REQUIRED WORK
Can you retype every record below exactly as written?
* * *
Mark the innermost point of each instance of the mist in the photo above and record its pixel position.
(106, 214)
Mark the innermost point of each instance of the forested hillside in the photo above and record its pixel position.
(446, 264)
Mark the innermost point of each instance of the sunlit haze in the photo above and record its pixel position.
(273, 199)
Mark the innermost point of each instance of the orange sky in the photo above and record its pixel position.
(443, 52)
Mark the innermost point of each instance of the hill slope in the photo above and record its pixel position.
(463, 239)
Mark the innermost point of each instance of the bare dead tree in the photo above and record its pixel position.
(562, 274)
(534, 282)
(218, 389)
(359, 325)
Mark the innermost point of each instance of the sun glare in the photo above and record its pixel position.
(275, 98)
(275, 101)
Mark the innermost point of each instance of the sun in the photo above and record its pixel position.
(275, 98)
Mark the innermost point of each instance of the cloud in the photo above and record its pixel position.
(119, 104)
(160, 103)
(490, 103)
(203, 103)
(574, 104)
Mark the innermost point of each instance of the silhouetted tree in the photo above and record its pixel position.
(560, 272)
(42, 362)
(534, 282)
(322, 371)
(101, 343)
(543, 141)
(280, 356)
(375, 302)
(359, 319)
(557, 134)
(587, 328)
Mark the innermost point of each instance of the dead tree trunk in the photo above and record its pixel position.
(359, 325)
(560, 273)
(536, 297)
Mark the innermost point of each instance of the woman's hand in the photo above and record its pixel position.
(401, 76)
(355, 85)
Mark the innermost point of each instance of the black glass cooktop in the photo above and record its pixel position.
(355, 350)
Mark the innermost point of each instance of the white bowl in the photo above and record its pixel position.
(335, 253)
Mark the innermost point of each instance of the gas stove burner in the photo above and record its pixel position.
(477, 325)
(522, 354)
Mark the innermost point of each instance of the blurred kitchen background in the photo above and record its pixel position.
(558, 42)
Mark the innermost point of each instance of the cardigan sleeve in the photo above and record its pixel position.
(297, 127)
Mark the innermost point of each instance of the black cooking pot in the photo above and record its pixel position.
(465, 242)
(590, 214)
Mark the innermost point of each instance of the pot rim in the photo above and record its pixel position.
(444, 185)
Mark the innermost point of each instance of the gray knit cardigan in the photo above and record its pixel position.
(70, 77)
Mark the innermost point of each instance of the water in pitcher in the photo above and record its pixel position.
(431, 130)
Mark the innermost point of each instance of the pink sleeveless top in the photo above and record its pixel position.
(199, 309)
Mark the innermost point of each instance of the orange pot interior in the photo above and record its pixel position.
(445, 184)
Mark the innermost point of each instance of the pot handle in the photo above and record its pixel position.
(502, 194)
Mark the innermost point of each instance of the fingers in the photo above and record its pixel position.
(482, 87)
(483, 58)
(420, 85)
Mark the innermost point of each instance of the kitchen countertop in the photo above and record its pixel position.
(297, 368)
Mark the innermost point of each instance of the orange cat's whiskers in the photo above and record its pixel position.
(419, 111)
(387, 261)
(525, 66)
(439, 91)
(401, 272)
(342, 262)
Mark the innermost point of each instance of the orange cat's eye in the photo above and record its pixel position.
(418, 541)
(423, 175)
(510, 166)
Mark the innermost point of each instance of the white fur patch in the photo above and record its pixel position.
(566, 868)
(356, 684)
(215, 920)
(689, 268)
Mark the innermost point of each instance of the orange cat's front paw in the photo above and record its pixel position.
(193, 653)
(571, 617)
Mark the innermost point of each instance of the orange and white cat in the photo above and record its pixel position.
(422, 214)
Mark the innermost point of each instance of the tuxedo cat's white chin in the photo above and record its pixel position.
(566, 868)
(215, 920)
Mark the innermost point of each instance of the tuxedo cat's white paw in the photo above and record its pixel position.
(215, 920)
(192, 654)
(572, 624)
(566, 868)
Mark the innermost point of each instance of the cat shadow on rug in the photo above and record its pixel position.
* * *
REPLY TO THE TASK
Mark the innermost point of each instance of the mist in the photo above and record its pixel position.
(106, 214)
Mark the innermost point of each instance of the forested hillside in the photo above and record its pixel position.
(446, 264)
Mark the innermost point of each instance of the sunlit haze in the photo above and record its pixel position.
(273, 199)
Mark the innermost point of each instance of the orange sky in the photo above and record its pixel position.
(443, 52)
Mark the innermost point of each instance of the hill slope in the photo above and record its pixel position.
(463, 239)
Mark the innermost point of each instance of the bare dead tree in the photo above and record its pixel position.
(562, 274)
(534, 282)
(218, 389)
(359, 325)
Mark the innermost point of each instance of the sun glare in the photo above and record its pixel position.
(275, 98)
(275, 101)
Mark the innermost point of each instance of the sun in the photo above and record its pixel position.
(275, 98)
Mark the innermost point of each instance of the cloud in the photo above and record its pixel position.
(119, 104)
(160, 103)
(490, 103)
(203, 103)
(574, 104)
Mark the innermost point of each instance of the silhouetted tree in the photo above and record its pixel position.
(560, 272)
(42, 362)
(534, 282)
(322, 371)
(101, 343)
(543, 141)
(280, 356)
(375, 302)
(359, 319)
(557, 134)
(587, 328)
Mark the innermost point of each instance of the dead tree trunk in the photo above and record its pixel position.
(359, 325)
(560, 273)
(536, 297)
Mark the innermost point of each instance of the woman's hand in the photo above and record its pixel position.
(401, 76)
(355, 85)
Mark the innermost point of each instance of the black glass cooktop in the photo above and record its pixel position.
(355, 350)
Mark the innermost point of each instance of the white bowl in the photo above and record its pixel position.
(335, 253)
Mark the innermost point of each instance of the gas stove burner in the photo above and record its pixel position.
(477, 325)
(522, 354)
Mark the innermost point of each instance of the blurred kitchen background in the photo above and record its pixel position.
(558, 42)
Mark the innermost point of each instance of the cardigan sleeve in the photo above and record its pixel position.
(297, 127)
Mark the innermost point of each instance of the black cooking pot in the photo above and record its pixel position.
(465, 242)
(590, 214)
Mark the innermost point of each instance of the pot rim in the photo above and record its pixel position.
(444, 185)
Mark the innermost point of each instance of the gray knit cardigan in the photo above and record its pixel position.
(70, 77)
Mark the innermost point of each instance of the water in pitcher in the photo above and record its pixel position.
(431, 130)
Mark the innermost point of each instance of the pink sleeveless top in the photo above and record its pixel position.
(199, 309)
Mark the innermost point of each instance of the orange pot interior in the photo above and record its pixel position.
(445, 184)
Mark the innermost point of each instance of the pot handle in the photo above and record its pixel position.
(502, 194)
Mark the innermost point of each instance of the fingers in the photo above and record its pixel position.
(482, 87)
(483, 58)
(420, 85)
Mark the innermost point of each instance of the kitchen countertop in the photo above and record its pixel position.
(297, 368)
Mark the innermost point of each instance of the orange cat's whiskers in the photo above and record its pixel position.
(419, 111)
(387, 261)
(525, 66)
(439, 91)
(401, 272)
(342, 262)
Mark the innermost point of each instance of the orange cat's eye in the photo above and record its pixel position.
(418, 541)
(423, 175)
(510, 166)
Mark the innermost point of each instance of the white fur patch in the photo above and record its pixel position.
(566, 868)
(356, 684)
(215, 920)
(689, 268)
Mark the innermost point of each instance of the orange cat's front paw in the photo above and record its pixel position.
(193, 653)
(571, 617)
Mark the innermost point of each instance of the orange and white cat in the photo above and record its pixel position.
(422, 214)
Mark the innermost point of each instance of the tuxedo cat's white chin in the photo above and record its pixel position.
(566, 868)
(215, 920)
Mark the innermost point of each instance of the tuxedo cat's white paw in the photo above and record its pixel position.
(215, 920)
(192, 654)
(572, 624)
(566, 868)
Mark the innermost point of each instance of the cat shadow on rug in the photo above and record its pixel position.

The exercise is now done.